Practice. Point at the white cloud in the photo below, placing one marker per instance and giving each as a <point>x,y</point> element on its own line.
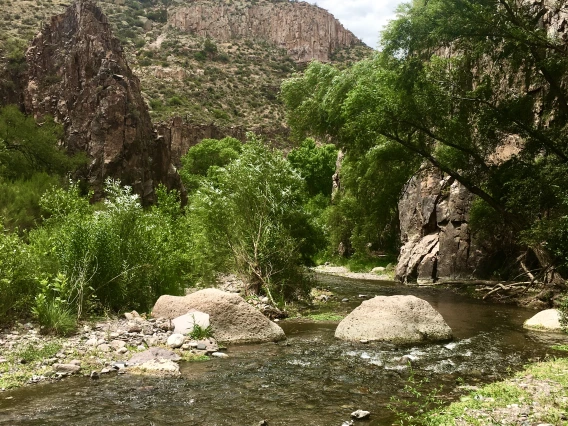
<point>365,18</point>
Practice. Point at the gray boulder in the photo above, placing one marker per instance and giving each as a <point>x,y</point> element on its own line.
<point>398,319</point>
<point>232,319</point>
<point>185,324</point>
<point>547,320</point>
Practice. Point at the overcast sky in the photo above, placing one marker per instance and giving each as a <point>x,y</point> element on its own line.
<point>364,18</point>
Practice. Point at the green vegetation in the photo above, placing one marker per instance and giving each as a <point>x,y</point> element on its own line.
<point>199,333</point>
<point>326,316</point>
<point>415,103</point>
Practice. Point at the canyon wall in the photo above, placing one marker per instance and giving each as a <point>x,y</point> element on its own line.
<point>307,32</point>
<point>77,73</point>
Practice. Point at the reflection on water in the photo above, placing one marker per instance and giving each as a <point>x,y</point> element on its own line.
<point>311,379</point>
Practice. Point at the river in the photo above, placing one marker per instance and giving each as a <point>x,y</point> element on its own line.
<point>310,379</point>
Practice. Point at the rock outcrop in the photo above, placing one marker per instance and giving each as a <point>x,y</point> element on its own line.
<point>547,320</point>
<point>437,241</point>
<point>232,319</point>
<point>397,319</point>
<point>77,73</point>
<point>307,32</point>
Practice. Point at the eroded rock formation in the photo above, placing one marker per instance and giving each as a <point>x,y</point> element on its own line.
<point>437,242</point>
<point>304,30</point>
<point>77,73</point>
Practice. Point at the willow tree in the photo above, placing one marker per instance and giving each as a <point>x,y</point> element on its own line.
<point>459,83</point>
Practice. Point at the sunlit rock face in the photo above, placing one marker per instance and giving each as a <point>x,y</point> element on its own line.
<point>307,32</point>
<point>77,73</point>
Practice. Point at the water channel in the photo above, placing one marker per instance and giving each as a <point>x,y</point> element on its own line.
<point>311,379</point>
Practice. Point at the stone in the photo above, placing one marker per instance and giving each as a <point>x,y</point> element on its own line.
<point>184,324</point>
<point>166,367</point>
<point>78,73</point>
<point>547,320</point>
<point>117,344</point>
<point>104,348</point>
<point>437,244</point>
<point>154,353</point>
<point>232,319</point>
<point>66,368</point>
<point>360,414</point>
<point>175,341</point>
<point>397,319</point>
<point>306,32</point>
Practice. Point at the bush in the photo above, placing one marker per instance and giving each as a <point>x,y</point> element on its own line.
<point>120,257</point>
<point>248,218</point>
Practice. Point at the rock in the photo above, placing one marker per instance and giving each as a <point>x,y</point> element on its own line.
<point>117,344</point>
<point>306,32</point>
<point>66,368</point>
<point>548,320</point>
<point>175,340</point>
<point>77,72</point>
<point>360,414</point>
<point>154,354</point>
<point>398,319</point>
<point>184,324</point>
<point>158,366</point>
<point>436,240</point>
<point>104,348</point>
<point>233,320</point>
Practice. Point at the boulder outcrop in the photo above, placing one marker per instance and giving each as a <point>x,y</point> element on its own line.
<point>437,243</point>
<point>307,32</point>
<point>232,319</point>
<point>397,319</point>
<point>547,320</point>
<point>78,74</point>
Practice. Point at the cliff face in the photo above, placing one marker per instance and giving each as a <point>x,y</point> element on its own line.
<point>437,242</point>
<point>305,31</point>
<point>78,74</point>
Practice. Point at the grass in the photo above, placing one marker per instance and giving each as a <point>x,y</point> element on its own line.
<point>541,390</point>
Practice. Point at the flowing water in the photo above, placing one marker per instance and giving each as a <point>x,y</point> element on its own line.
<point>311,379</point>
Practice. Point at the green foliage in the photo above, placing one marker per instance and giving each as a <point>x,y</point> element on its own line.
<point>18,285</point>
<point>199,333</point>
<point>32,353</point>
<point>247,218</point>
<point>19,200</point>
<point>207,153</point>
<point>316,164</point>
<point>120,257</point>
<point>26,148</point>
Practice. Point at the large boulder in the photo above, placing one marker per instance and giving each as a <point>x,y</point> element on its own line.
<point>547,320</point>
<point>232,319</point>
<point>398,319</point>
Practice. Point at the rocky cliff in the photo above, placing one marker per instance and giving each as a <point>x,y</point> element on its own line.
<point>437,242</point>
<point>77,73</point>
<point>305,31</point>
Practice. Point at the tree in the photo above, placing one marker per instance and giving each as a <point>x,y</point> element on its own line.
<point>248,218</point>
<point>455,82</point>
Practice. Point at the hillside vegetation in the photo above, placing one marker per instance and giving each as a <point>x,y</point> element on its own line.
<point>232,83</point>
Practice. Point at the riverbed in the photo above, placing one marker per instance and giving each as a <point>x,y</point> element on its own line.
<point>310,379</point>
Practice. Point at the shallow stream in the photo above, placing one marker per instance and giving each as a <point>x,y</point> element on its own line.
<point>311,379</point>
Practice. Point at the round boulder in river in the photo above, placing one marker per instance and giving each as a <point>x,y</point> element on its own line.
<point>398,319</point>
<point>232,319</point>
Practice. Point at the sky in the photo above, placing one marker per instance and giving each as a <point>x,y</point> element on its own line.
<point>364,18</point>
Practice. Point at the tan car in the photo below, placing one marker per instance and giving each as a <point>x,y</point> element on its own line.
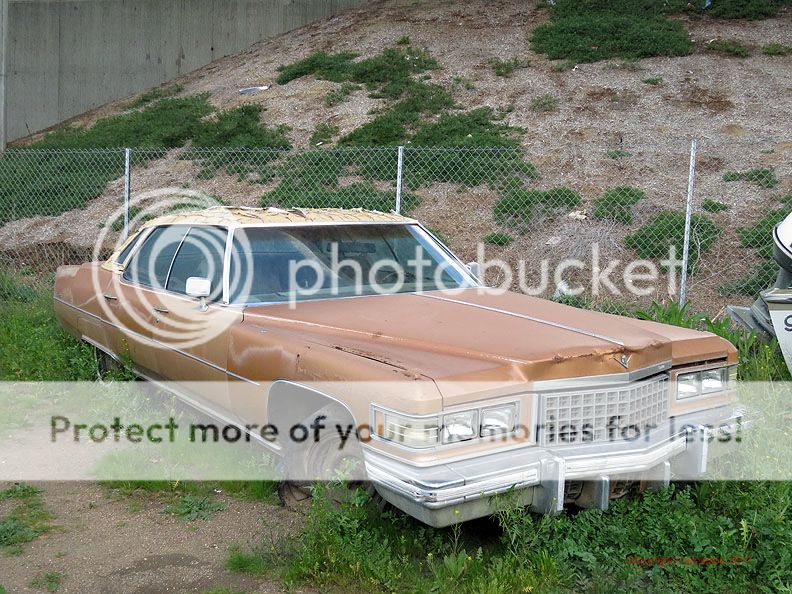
<point>477,392</point>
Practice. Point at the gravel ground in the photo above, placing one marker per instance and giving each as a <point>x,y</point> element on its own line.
<point>738,108</point>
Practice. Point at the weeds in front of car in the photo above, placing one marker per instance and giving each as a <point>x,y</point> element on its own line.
<point>26,520</point>
<point>758,237</point>
<point>49,582</point>
<point>616,204</point>
<point>666,230</point>
<point>190,507</point>
<point>506,68</point>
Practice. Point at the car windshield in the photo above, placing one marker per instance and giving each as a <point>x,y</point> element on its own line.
<point>278,264</point>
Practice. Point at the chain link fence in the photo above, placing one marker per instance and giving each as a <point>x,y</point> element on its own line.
<point>572,222</point>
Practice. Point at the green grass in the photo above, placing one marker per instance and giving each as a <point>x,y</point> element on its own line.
<point>506,68</point>
<point>190,508</point>
<point>26,520</point>
<point>341,94</point>
<point>500,239</point>
<point>710,205</point>
<point>776,49</point>
<point>654,239</point>
<point>616,204</point>
<point>70,178</point>
<point>155,95</point>
<point>50,582</point>
<point>759,237</point>
<point>32,345</point>
<point>596,30</point>
<point>762,176</point>
<point>518,207</point>
<point>729,47</point>
<point>323,134</point>
<point>544,103</point>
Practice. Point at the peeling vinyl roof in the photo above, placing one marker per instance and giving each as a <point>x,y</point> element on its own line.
<point>238,216</point>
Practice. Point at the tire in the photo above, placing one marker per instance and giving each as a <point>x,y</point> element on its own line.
<point>324,458</point>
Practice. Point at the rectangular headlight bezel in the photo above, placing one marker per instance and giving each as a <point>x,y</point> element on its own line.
<point>705,381</point>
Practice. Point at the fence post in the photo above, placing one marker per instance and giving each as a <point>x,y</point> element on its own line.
<point>127,188</point>
<point>688,217</point>
<point>399,168</point>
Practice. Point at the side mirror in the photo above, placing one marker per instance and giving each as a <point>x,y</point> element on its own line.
<point>198,286</point>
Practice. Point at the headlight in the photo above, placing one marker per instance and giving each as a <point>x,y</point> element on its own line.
<point>498,419</point>
<point>414,432</point>
<point>460,426</point>
<point>451,427</point>
<point>705,381</point>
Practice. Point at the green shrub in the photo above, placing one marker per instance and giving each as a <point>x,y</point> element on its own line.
<point>339,95</point>
<point>710,205</point>
<point>729,47</point>
<point>518,206</point>
<point>617,203</point>
<point>590,37</point>
<point>666,229</point>
<point>776,49</point>
<point>507,67</point>
<point>544,103</point>
<point>501,239</point>
<point>759,236</point>
<point>762,176</point>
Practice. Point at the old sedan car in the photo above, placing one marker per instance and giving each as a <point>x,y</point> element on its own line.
<point>479,392</point>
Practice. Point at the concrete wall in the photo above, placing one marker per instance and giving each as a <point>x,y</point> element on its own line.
<point>60,58</point>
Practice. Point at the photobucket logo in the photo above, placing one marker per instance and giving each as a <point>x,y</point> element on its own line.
<point>147,293</point>
<point>370,275</point>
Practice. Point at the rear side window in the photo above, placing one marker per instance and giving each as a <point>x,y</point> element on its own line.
<point>130,246</point>
<point>150,265</point>
<point>201,254</point>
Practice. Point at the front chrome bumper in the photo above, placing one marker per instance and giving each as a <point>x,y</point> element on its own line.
<point>447,493</point>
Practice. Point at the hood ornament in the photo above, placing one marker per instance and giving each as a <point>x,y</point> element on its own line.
<point>624,360</point>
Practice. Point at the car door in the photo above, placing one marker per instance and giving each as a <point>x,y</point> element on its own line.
<point>194,339</point>
<point>131,297</point>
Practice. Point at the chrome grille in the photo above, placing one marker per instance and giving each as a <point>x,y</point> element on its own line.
<point>604,414</point>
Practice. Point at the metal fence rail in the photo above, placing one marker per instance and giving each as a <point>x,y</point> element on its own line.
<point>593,210</point>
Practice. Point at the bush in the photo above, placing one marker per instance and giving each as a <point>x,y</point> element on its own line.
<point>601,36</point>
<point>501,239</point>
<point>518,207</point>
<point>617,203</point>
<point>666,229</point>
<point>729,47</point>
<point>762,176</point>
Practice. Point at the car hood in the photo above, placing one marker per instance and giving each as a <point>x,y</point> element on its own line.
<point>476,335</point>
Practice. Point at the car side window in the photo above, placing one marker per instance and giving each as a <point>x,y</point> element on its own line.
<point>200,254</point>
<point>130,246</point>
<point>150,265</point>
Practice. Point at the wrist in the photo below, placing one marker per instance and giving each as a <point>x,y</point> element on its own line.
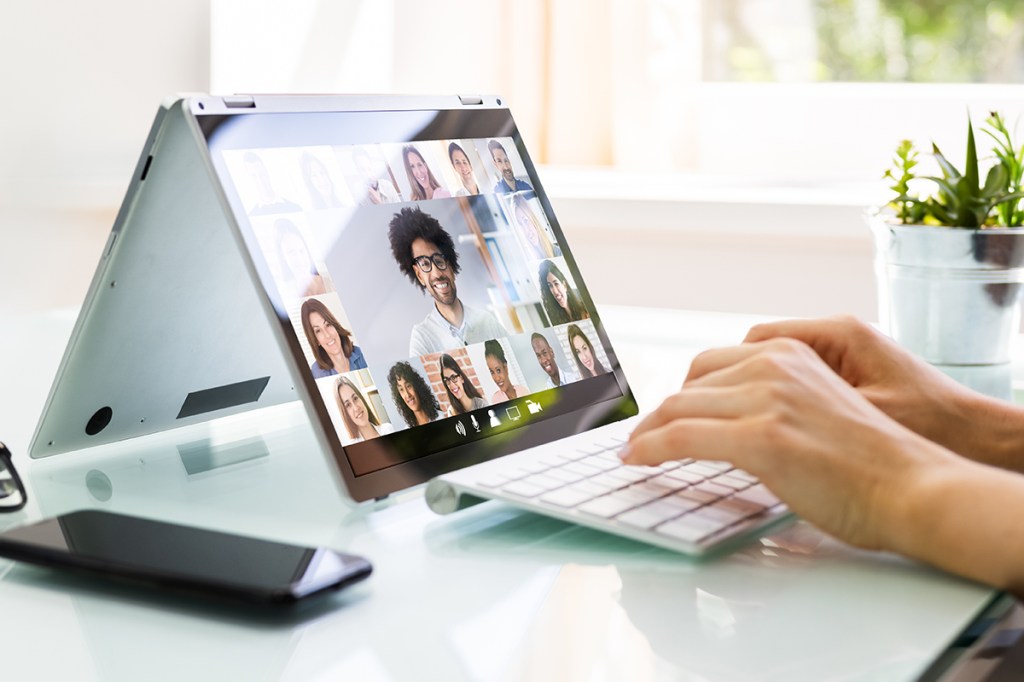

== Task prompt ==
Copy the material again from the line with "Practice. Point at the gravel" to the line with "<point>238,216</point>", putting "front glass" in place of "windshield" and changing nothing else.

== Solved problem ==
Practice. Point at the gravel ground in the photo above, placing one marker per instance and giving each as a <point>x,y</point> element on its own line.
<point>738,108</point>
Practice. Point at the weeds in front of car in the photo above, placing one marker per instance and giving each as a <point>x,y</point> element on its own line.
<point>26,520</point>
<point>758,237</point>
<point>49,582</point>
<point>616,204</point>
<point>666,230</point>
<point>190,507</point>
<point>506,68</point>
Practice. Point at the car front glass in the photo above, placing one marker per instance and giving each as a <point>x,y</point> element on its own line.
<point>278,264</point>
Practice. Point at the chain link fence in the photo above, placing one marker per instance and giving each as a <point>x,y</point> element on its own line.
<point>572,222</point>
Practice. Point at the green grass in the photo above, placing one marker per instance and giving each as a <point>x,y</point> element on its own line.
<point>506,68</point>
<point>190,508</point>
<point>26,520</point>
<point>341,94</point>
<point>500,239</point>
<point>710,205</point>
<point>776,49</point>
<point>654,239</point>
<point>616,204</point>
<point>70,178</point>
<point>155,95</point>
<point>50,582</point>
<point>759,237</point>
<point>32,345</point>
<point>596,30</point>
<point>762,176</point>
<point>518,207</point>
<point>729,47</point>
<point>323,134</point>
<point>544,103</point>
Practice. Point at the peeling vinyl roof in the photo above, placing one marker per instance and giving each as a <point>x,y</point> element on its own line.
<point>238,216</point>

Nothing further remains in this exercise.